_Entries shown_:

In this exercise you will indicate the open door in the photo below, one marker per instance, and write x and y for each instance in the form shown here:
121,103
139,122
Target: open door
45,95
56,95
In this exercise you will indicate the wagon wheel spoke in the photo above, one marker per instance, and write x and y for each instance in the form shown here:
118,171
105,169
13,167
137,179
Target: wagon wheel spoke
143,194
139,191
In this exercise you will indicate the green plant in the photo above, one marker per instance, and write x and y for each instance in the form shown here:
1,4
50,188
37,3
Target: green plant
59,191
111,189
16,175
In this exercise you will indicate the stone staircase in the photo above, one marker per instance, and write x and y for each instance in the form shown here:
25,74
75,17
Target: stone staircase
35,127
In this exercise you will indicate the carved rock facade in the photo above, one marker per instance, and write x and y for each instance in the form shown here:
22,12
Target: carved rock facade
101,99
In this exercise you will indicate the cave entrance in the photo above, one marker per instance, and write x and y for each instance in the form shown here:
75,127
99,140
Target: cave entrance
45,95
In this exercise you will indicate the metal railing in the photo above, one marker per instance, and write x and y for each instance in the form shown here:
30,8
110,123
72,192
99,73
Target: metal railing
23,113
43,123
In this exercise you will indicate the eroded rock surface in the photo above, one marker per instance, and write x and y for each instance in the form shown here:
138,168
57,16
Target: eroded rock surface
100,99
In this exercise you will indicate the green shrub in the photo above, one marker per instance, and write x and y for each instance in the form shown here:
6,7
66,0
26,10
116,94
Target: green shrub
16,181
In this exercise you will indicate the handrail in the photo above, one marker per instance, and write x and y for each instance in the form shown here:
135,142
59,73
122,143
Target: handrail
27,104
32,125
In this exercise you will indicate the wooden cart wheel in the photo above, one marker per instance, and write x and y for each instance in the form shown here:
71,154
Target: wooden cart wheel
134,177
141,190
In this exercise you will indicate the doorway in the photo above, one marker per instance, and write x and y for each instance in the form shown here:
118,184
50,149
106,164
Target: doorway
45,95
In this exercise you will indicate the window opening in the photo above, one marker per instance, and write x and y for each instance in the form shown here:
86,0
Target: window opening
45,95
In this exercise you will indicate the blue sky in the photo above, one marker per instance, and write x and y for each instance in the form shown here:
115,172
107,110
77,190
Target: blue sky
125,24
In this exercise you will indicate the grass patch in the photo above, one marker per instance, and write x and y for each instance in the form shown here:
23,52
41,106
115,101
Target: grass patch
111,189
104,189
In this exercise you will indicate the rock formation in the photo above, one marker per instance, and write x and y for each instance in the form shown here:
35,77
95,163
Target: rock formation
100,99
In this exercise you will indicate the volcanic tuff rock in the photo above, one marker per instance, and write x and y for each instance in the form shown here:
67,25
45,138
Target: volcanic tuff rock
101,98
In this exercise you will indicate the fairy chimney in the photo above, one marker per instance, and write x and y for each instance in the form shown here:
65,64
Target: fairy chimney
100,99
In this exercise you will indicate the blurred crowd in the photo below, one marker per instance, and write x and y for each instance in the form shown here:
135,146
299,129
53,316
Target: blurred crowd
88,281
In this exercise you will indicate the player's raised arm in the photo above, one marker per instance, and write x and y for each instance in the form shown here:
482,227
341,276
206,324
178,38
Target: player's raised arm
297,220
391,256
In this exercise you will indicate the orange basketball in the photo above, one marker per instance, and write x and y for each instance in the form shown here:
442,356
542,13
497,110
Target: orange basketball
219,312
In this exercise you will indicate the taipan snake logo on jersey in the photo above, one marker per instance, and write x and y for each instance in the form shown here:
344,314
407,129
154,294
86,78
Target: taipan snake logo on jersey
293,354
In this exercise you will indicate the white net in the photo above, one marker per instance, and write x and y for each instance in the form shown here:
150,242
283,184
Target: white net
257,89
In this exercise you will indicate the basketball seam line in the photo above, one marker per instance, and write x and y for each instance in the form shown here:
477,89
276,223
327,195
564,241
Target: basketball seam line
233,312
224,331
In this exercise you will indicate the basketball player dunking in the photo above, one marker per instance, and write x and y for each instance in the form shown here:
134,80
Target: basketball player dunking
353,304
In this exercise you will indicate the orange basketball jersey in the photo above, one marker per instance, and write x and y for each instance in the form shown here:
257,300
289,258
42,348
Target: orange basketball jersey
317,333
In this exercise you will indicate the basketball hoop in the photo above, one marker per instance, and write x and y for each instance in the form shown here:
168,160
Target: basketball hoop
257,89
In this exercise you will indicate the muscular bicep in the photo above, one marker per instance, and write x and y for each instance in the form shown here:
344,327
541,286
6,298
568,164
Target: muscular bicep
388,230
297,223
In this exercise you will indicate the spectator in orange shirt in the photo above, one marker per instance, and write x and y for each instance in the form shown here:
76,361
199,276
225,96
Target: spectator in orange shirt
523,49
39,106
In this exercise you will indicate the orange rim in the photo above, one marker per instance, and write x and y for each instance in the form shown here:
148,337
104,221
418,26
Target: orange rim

_Exercise directions_:
Copy all the lines, exactly.

_Solution below_:
In this exercise you will indicate the open door in the photo below, one marker per instance, and write x and y for each instance in the form shown here:
121,103
139,122
Target: open door
45,95
56,95
In this exercise you will indicate the wagon wheel spoke in the photo above, one marker per instance, and write x and y for each instance in the form shown here:
118,171
105,169
13,167
137,179
Target: wagon wheel spoke
143,194
139,191
In this exercise you will indicate the green plant in the photo above, one marker per instance, and write x and y for each instance in the form shown here:
1,4
50,188
37,3
Target: green plant
59,191
111,189
16,175
In this exercise you will indicate the stone staircase in the photo above, one marker per instance, and write x and y for each instance in the form shown here:
25,74
75,17
Target: stone staircase
35,127
In this exercise you will indicate the carved rock facade in the photo above, one marker per instance, and write x and y for each instance in the form shown here:
22,12
Target: carved rock facade
101,99
In this exercise you will indicate the cave entrance in the photo above, one marker per instance, and write x and y for each instance in the form shown here:
75,127
99,140
Target: cave entrance
45,95
In this exercise you will indicate the metal railing in the photo above, one marker per instance, and write x and y for each instance in the form shown here:
30,8
110,123
72,192
99,73
Target: metal railing
23,113
43,123
In this exercise you will indicate the eroded rock surface in the photo above, one marker per instance, and write x and y for each instance in the form shown here:
138,168
57,16
Target: eroded rock surface
100,99
In this exercise you will indicate the green shrub in the photo above, one marker per instance, and write x and y for each instance in the form shown here:
6,7
66,0
26,10
116,94
Target: green shrub
16,181
In this exercise you will indicate the handrail in the photo above, one marker per instance, and write x and y for each instance in the form shown here:
135,142
59,73
122,143
Target: handrail
27,104
32,125
In this exercise you will indicate the wooden cart wheel in the photo above, one marker per instance, and write x and y for each instance in the form shown here:
71,154
Target: wooden cart wheel
134,177
141,190
In this exercise you will indicate the doorway in the photo above, one marker per instance, and write x and y for each instance in the form shown here:
118,184
50,149
106,164
Target: doorway
45,95
In this exercise you will indicate the window opening in the photo above, one marker per instance, and write x and y for each instance in the form shown here:
86,0
Target: window opening
45,95
In this exercise you will indicate the blue sky in the photo above, one marker per instance, and write x and y for each instance in the form shown here:
115,172
107,110
77,190
Target: blue sky
125,24
In this exercise you will indicate the grass patch in the photo above, one marker per instance, and write x and y for each instance in the form shown here:
23,52
41,106
115,101
Target: grass patch
111,189
104,189
In this exercise you will indicate the rock formation in the photo above, one marker per instance, and write x and y for each instance in the form shown here:
35,77
95,163
Target: rock formation
100,99
In this exercise you will indicate the volcanic tuff rock in the photo above, one marker per instance, and write x and y for each instance in the form shown here:
67,25
45,138
Target: volcanic tuff rock
101,98
In this exercise you will indicate the fairy chimney in the photo above, one marker per instance, and write x and y for each instance in the form shown here:
65,64
Target: fairy chimney
100,99
In this exercise you will indicate the blurred crowd in the photo below, one marker per instance, and write x and y for each instance in the form shown here:
135,146
299,129
53,316
Target: blurred crowd
88,281
In this exercise you will indicate the player's raised arm in the photo above, one marker per instance, and write x and y for each instance in the form shown here:
482,227
341,276
206,324
178,38
Target: player's raised arm
297,220
391,256
In this exercise you will indicate the orange basketball in the photo above, one marker per instance, and write x and y for each instance in the form shown here:
442,356
542,13
497,110
Target: orange basketball
219,312
In this exercise you will indicate the taipan snake logo on jersey in the photo above, one marker per instance, and write x and y for each instance in the form shown here:
344,314
407,129
154,294
86,78
Target: taipan snake logo on jersey
293,354
In this exercise you will indicate the white net in the photo above, one marker per instance, and write x and y for each instance in the form shown here:
150,242
283,184
Target: white net
257,89
In this exercise you will indicate the basketball seam line in the photo above, one marker per instance, and write x and y for each instance in the form shown here:
477,89
276,223
327,195
564,241
Target: basketball seam line
233,312
224,331
In this exercise you will indicate the basketball player dunking in the photo above, one marker per instance, and write x and y for each instance in the form shown here:
134,80
Target: basketball player dunking
353,304
In this exercise you will indicate the orange basketball jersey in the photo above, one marker per instance, and write x and y for each instance in the form shown here:
257,300
289,258
42,348
Target: orange basketball jersey
317,333
In this exercise you will indicate the basketball hoop in the photo above, one marker per instance, and write x and y for each instance in the form shown here:
168,160
Target: basketball hoop
257,89
In this exercise you will indicate the muscular bicep in the photo above, one marker per instance, and write x and y for each instance in the form shown here:
344,327
541,286
6,298
568,164
Target: muscular bicep
388,230
297,223
In this exercise you will indicate the spectator in orange shirt in the photo above, one marker per instance, and write x and y for each instance in the form shown here:
76,361
199,276
225,96
Target: spectator in orange shirt
523,49
39,106
In this exercise you will indicate the orange rim in the photo above, one marker per instance, and write x and y for each instance in the form shown here:
148,337
104,221
418,26
Target: orange rim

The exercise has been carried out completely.